Task goal: Revise the records from their first line through the line containing "184 45 L 184", swapping "suit jacket sleeve" for "coat sleeve" and keeping everything else unchanged.

Region labeling items:
·····

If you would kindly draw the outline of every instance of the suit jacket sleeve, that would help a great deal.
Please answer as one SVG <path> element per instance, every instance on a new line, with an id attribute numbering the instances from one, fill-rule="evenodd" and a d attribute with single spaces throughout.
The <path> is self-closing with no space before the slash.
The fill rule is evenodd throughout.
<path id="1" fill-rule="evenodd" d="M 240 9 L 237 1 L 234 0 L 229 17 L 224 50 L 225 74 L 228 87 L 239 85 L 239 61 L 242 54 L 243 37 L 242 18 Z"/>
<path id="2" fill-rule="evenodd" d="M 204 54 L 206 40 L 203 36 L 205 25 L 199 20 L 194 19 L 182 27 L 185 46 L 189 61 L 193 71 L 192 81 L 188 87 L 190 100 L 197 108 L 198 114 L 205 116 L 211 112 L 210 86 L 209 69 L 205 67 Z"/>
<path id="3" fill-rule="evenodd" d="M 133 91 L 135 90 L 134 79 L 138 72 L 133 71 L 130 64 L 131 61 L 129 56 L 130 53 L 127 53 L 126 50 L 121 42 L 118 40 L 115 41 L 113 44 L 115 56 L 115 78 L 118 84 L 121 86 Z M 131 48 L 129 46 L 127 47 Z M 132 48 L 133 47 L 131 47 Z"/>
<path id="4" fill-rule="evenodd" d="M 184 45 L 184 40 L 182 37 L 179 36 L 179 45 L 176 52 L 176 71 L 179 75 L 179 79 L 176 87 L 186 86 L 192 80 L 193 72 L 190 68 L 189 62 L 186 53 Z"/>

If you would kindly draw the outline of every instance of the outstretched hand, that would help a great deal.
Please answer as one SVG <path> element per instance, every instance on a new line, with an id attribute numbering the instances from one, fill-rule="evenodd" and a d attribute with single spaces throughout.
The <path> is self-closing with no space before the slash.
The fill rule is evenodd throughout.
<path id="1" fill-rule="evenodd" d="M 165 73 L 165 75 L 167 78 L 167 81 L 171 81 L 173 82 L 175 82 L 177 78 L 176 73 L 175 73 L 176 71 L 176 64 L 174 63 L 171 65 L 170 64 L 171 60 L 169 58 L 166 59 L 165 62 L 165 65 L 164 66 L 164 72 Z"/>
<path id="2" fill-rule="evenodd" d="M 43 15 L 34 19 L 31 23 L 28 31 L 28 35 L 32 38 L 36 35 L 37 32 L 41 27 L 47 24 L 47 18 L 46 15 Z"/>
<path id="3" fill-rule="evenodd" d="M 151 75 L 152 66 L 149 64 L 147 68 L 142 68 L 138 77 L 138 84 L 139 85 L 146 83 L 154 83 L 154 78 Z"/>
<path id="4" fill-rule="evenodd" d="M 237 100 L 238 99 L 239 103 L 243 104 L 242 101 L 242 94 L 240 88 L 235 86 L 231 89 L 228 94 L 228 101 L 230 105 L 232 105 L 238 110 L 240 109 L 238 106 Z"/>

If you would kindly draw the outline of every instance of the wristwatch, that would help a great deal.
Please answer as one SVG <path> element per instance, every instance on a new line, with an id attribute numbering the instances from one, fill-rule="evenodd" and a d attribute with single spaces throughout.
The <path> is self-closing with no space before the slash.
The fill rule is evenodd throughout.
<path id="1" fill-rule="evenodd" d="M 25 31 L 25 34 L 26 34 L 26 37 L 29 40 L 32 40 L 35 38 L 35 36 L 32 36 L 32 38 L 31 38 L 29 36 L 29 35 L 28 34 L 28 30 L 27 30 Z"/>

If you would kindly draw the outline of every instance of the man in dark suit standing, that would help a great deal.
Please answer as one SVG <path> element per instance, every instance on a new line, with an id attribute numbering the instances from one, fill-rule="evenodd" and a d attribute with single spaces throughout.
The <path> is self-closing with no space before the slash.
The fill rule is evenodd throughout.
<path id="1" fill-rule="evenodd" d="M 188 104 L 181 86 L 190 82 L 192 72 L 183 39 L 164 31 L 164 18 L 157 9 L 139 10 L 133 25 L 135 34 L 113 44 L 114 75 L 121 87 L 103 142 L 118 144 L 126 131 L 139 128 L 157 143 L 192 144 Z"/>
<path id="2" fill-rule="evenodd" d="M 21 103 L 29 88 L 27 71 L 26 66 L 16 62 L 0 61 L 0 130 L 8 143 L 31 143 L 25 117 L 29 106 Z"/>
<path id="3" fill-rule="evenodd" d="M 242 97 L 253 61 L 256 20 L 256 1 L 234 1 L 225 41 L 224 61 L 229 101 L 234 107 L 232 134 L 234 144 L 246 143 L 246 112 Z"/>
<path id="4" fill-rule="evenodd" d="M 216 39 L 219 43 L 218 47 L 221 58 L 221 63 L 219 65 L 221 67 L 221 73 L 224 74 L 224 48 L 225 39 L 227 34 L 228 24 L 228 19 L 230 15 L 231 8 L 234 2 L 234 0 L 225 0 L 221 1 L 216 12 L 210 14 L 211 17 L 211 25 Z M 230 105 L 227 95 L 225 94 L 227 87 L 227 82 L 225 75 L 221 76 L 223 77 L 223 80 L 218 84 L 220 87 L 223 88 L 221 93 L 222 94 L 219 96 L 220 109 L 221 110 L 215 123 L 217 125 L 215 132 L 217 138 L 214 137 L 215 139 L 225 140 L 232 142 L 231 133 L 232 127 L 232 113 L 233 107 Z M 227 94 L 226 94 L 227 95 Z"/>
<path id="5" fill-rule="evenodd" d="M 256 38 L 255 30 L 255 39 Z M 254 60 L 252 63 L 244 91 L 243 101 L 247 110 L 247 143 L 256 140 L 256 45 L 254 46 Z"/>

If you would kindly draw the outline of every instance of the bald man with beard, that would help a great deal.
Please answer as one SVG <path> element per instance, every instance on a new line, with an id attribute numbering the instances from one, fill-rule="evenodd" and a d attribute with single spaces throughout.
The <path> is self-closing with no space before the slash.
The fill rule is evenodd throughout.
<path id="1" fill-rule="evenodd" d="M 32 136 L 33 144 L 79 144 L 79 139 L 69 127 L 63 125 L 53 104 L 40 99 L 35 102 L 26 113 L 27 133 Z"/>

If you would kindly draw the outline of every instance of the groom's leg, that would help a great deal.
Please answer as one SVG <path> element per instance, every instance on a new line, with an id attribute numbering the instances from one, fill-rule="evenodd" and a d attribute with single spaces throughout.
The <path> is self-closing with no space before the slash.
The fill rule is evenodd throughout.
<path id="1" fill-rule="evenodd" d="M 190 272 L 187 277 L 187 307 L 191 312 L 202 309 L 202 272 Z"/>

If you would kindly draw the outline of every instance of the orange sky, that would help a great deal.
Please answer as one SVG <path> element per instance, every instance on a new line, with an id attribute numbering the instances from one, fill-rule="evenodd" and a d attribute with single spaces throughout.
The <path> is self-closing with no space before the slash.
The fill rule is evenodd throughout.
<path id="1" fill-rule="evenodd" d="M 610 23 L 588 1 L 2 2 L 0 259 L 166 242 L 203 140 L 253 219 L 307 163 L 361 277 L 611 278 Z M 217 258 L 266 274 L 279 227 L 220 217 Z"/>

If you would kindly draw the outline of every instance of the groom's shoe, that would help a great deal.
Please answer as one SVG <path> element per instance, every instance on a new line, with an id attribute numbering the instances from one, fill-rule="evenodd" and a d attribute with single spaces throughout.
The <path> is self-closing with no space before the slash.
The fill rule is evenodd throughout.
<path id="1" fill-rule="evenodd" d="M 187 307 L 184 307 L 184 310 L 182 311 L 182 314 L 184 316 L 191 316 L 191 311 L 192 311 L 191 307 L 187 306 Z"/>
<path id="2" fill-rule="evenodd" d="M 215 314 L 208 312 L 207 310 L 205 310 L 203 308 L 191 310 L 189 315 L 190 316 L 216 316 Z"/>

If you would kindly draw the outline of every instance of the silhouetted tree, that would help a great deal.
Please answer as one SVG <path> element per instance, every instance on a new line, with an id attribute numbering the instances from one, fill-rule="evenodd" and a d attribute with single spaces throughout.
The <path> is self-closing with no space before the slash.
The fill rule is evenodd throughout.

·····

Reply to the exercise:
If you would kindly draw the outline of every instance of the coat sleeve, that would help a great deal.
Please answer as one SVG <path> element per instance, every instance on a new line, with an id attribute numbering the instances from one, fill-rule="evenodd" and a d attribute with single spaces throughout.
The <path> is self-closing with no space before the slash.
The fill rule is evenodd throughout.
<path id="1" fill-rule="evenodd" d="M 240 9 L 237 1 L 234 0 L 229 17 L 224 50 L 225 74 L 228 87 L 239 85 L 239 61 L 242 54 L 243 37 L 242 18 Z"/>
<path id="2" fill-rule="evenodd" d="M 204 54 L 206 40 L 203 36 L 205 25 L 199 20 L 194 19 L 182 27 L 185 46 L 189 61 L 193 71 L 192 81 L 188 87 L 190 100 L 197 108 L 198 114 L 205 116 L 211 112 L 210 86 L 209 69 L 205 67 Z"/>
<path id="3" fill-rule="evenodd" d="M 133 91 L 135 90 L 134 79 L 138 72 L 133 71 L 130 64 L 131 61 L 129 56 L 130 53 L 127 53 L 126 50 L 121 42 L 118 40 L 115 41 L 113 44 L 115 56 L 115 78 L 118 84 L 121 86 Z M 131 48 L 129 46 L 127 47 Z M 132 48 L 133 47 L 131 47 Z"/>
<path id="4" fill-rule="evenodd" d="M 184 45 L 184 40 L 182 37 L 179 36 L 179 45 L 176 52 L 176 71 L 179 75 L 179 79 L 176 87 L 186 86 L 192 80 L 193 72 L 190 68 L 189 62 L 186 53 Z"/>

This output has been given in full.